> **Given request**
Render everything from the start of the records down to the line containing "Each instance of the yellow", both ends included, as a numbered list. Omit blank lines.

> **Dataset entries**

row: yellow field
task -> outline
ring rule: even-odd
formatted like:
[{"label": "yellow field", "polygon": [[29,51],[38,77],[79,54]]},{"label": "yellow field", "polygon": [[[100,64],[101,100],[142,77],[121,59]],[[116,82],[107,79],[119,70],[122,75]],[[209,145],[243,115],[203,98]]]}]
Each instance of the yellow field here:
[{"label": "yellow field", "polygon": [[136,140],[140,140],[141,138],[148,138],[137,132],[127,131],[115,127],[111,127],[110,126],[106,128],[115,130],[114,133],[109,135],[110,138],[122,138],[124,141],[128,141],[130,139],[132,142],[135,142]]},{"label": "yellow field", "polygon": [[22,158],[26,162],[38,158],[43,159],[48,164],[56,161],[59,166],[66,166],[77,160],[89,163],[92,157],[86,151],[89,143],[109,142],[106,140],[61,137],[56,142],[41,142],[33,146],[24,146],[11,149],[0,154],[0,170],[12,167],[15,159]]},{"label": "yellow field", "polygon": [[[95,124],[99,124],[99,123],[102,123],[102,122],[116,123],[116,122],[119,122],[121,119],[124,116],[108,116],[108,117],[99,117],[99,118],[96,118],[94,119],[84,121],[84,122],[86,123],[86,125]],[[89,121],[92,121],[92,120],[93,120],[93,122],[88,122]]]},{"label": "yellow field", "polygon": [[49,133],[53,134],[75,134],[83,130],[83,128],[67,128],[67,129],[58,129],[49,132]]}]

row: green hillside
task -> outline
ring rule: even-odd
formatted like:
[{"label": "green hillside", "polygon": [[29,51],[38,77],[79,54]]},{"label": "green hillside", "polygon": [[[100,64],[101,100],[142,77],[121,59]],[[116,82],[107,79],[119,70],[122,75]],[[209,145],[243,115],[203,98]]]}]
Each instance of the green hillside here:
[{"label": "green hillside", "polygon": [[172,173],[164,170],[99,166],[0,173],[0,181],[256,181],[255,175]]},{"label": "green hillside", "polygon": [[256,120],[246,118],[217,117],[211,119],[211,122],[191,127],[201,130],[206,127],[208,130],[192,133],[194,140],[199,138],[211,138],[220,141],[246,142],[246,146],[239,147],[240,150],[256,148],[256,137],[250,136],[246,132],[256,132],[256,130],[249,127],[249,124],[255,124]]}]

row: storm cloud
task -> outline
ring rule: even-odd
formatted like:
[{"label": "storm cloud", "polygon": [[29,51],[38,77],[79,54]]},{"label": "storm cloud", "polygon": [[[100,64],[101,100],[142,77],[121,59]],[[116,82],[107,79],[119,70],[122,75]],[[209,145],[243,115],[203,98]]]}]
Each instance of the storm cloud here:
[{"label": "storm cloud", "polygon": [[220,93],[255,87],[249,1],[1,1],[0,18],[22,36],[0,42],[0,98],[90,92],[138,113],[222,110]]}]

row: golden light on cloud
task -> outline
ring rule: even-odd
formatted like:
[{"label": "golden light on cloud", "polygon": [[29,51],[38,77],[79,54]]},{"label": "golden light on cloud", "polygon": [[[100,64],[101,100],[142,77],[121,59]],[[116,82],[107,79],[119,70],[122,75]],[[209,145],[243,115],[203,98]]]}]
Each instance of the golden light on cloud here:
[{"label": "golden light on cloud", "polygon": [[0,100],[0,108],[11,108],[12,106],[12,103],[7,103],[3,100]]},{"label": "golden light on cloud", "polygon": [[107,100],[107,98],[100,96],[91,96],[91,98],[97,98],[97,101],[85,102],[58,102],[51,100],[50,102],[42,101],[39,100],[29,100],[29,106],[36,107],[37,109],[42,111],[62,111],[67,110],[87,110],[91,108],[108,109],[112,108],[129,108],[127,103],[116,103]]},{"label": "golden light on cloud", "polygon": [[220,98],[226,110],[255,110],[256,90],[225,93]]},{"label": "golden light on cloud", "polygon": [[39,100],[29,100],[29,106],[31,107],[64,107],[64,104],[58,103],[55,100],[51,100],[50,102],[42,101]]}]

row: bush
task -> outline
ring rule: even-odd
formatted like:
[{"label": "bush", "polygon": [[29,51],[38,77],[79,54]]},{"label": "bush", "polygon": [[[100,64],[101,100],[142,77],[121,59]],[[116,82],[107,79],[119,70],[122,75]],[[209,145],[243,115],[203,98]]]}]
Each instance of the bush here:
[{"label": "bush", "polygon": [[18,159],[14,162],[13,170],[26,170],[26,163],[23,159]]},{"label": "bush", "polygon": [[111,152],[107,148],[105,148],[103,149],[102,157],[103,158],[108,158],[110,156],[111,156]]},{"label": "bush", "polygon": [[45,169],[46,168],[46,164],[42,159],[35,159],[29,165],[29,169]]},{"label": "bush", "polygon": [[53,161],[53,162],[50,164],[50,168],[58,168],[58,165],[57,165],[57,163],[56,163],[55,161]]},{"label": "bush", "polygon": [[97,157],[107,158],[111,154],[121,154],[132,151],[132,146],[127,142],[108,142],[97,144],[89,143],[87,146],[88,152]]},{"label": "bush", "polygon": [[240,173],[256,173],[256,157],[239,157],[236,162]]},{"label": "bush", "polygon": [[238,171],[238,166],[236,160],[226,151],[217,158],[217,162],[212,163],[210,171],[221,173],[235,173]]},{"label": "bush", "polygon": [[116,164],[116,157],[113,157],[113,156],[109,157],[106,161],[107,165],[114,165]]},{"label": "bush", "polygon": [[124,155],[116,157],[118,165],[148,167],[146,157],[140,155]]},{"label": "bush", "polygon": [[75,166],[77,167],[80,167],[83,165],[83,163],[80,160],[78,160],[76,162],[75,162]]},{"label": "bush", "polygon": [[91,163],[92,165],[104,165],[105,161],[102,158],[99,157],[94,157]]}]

> **Full response**
1. row: yellow field
2. task -> outline
3. ring rule: even-odd
4. formatted like:
5. [{"label": "yellow field", "polygon": [[29,51],[38,77],[79,54]]},{"label": "yellow field", "polygon": [[[100,64],[101,100],[142,77],[121,59]],[[116,82],[107,79],[119,70],[122,75]],[[209,145],[243,115],[203,98]]]}]
6. Each instance of the yellow field here:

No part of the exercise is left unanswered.